▸ **Prompt**
Find the line in the data below that contains "Target: chimney cap". Return that line and all the lines after it, unchanged.

▸ **Data to process**
+-------+
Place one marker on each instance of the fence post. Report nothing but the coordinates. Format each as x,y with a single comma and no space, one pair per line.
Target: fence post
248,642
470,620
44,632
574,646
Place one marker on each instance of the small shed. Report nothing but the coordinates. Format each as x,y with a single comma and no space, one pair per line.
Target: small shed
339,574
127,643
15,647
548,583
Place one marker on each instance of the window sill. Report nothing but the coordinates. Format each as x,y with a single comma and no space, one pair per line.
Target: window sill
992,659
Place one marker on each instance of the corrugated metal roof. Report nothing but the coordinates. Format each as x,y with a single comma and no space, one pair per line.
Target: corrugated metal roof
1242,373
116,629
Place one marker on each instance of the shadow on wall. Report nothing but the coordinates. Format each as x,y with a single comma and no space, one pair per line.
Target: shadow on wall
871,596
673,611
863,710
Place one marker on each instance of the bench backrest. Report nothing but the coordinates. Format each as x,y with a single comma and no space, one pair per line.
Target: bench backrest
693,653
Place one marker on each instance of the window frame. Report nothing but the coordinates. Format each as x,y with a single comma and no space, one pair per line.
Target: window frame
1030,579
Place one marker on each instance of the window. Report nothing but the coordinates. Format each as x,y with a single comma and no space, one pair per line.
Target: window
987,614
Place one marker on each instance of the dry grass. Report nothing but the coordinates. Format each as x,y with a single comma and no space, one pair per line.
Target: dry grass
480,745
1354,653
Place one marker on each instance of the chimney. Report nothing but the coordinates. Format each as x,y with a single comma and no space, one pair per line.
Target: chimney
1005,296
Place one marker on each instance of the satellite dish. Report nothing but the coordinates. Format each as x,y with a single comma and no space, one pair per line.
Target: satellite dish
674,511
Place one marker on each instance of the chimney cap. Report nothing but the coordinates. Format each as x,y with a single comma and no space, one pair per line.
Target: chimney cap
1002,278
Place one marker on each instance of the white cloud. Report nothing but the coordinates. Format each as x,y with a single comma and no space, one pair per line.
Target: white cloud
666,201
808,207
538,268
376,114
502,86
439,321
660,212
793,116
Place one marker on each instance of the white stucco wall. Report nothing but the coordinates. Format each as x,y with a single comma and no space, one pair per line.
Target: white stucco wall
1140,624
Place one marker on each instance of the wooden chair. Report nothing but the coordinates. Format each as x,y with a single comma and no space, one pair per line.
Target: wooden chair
+-------+
▸ **Task response**
Target: chimney cap
1002,278
Place one marker on each instance of the white cloud. Report nothing but the coordinates. Format each as x,y with a single comma and no space, one pair per line.
Target: white cloud
666,201
808,207
538,268
376,114
502,86
439,321
660,212
793,116
Place one marker on each instance of the white stucco wall. Report nothing but the coordinates. Format each as x,y with a single comma and no space, one pair per line.
Target: white stucco wall
1140,624
Place one marker on each instance of the wooden chair. Report nothing but the coordinates. Format each as x,y with a single comma and no space, one pair per line.
Target: wooden chair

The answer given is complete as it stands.